**Task instructions:**
Repeat all of the data below line by line, without altering a single character.
═════ Supplied records
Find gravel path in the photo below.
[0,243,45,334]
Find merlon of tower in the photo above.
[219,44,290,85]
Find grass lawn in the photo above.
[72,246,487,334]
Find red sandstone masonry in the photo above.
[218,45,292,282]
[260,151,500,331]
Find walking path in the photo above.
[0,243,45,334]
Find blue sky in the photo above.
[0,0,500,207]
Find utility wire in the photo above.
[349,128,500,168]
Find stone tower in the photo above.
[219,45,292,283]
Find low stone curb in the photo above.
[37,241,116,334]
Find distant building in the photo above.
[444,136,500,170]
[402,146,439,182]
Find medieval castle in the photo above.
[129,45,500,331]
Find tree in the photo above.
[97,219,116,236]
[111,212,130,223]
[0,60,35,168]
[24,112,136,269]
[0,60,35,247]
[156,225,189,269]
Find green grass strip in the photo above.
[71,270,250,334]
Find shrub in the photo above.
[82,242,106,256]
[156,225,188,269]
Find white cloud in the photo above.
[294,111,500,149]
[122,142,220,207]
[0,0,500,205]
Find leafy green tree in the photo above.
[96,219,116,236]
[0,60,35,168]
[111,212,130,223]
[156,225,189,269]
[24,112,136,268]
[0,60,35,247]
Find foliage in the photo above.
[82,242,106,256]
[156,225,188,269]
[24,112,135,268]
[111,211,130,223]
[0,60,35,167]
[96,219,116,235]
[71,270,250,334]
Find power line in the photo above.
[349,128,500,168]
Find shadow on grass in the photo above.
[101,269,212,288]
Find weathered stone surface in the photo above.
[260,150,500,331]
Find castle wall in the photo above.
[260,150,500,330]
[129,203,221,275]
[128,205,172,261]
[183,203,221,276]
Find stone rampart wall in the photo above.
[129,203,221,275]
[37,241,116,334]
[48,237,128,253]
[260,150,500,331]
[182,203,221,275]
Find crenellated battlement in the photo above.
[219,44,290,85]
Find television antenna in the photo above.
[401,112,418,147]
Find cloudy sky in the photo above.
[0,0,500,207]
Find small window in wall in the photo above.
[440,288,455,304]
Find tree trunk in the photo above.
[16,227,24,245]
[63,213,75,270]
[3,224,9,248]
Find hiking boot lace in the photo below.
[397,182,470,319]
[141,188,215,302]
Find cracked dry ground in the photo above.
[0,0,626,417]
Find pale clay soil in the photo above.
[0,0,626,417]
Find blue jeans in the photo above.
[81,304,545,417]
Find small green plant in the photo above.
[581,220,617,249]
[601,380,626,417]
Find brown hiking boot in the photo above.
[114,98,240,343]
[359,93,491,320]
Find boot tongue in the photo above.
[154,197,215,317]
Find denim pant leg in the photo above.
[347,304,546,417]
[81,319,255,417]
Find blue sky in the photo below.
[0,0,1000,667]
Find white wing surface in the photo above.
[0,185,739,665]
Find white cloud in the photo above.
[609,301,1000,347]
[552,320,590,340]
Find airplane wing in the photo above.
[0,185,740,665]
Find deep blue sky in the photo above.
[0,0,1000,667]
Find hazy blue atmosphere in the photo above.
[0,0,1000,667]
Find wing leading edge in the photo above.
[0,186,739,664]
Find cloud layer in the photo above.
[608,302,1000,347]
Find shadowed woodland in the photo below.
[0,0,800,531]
══════════
**Solution for this exercise:**
Find gravel path in the photo below.
[0,243,45,334]
Find merlon of tower in the photo above.
[219,44,290,85]
Find grass lawn in the photo above.
[72,246,487,334]
Find red sandstone masonry in the photo above.
[218,45,292,282]
[260,151,500,331]
Find walking path in the photo above.
[0,243,45,334]
Find blue sky in the photo above.
[0,0,500,207]
Find utility wire in the photo above.
[349,128,500,168]
Find stone tower in the photo above.
[219,45,292,283]
Find low stone curb in the photo above.
[37,241,116,334]
Find distant building in the photo above.
[444,136,500,170]
[402,146,439,182]
Find medieval castle in the photo above.
[129,45,500,331]
Find tree in the photo above.
[97,219,116,236]
[111,212,130,223]
[0,60,35,168]
[24,112,136,269]
[0,60,35,247]
[156,225,189,269]
Find green grass strip in the photo above.
[71,270,250,334]
Find shrub in the photo above.
[82,242,106,256]
[156,225,188,269]
Find white cloud in the photo above.
[294,111,500,149]
[122,142,220,207]
[0,0,500,205]
Find leafy green tree in the photo above.
[96,219,116,236]
[0,60,35,168]
[111,212,130,223]
[156,225,189,269]
[24,112,136,268]
[0,60,35,247]
Find foliage in the photo above.
[82,242,106,256]
[156,225,188,269]
[24,112,135,268]
[111,211,130,223]
[0,60,35,167]
[96,219,116,235]
[71,270,250,334]
Find power line in the photo above.
[349,128,500,168]
Find shadow on grass in the photo above.
[101,269,212,288]
Find weathered stone surface in the photo above.
[260,150,500,331]
Find castle wall in the photo above.
[260,150,500,330]
[129,203,221,275]
[128,205,172,261]
[183,203,221,276]
Find stone rampart wall in the photo above.
[129,203,221,275]
[37,241,116,334]
[48,237,128,253]
[260,150,500,331]
[182,203,221,275]
Find crenellated battlement in the photo above.
[219,44,290,85]
Find television antenna in the photo above.
[401,112,418,147]
Find cloudy sky in the photo above.
[0,0,500,207]
Find small window in wall in the photo above.
[440,288,455,304]
Find tree trunk in the photo above.
[16,227,24,245]
[63,213,75,270]
[3,224,9,248]
Find hiking boot lace in the photo below.
[397,182,470,319]
[141,188,215,302]
Find cracked dry ground in the photo above.
[0,0,626,417]
Find pale clay soil in the photo above.
[0,0,626,417]
Find blue jeans in the photo above.
[81,304,545,417]
Find small green plant in the photo above.
[581,220,617,249]
[601,380,626,417]
Find brown hiking boot in the photo above.
[114,98,240,343]
[359,93,491,320]
Find boot tongue in the photo above.
[154,197,215,317]
Find denim pant leg in the photo above.
[347,304,546,417]
[81,319,255,417]
Find blue sky in the photo below.
[0,0,1000,667]
Find white wing surface in the photo above.
[0,185,739,665]
Find white cloud in the photo above.
[609,301,1000,347]
[552,320,590,340]
Find airplane wing in the photo above.
[0,185,740,665]
Find deep blue sky in the photo above.
[0,0,1000,667]
Find hazy blue atmosphere in the photo above.
[0,0,1000,667]
Find wing leading edge in the photo above.
[0,186,739,664]
Find cloud layer in the photo above.
[608,302,1000,347]
Find shadowed woodland in the photo below.
[0,0,800,531]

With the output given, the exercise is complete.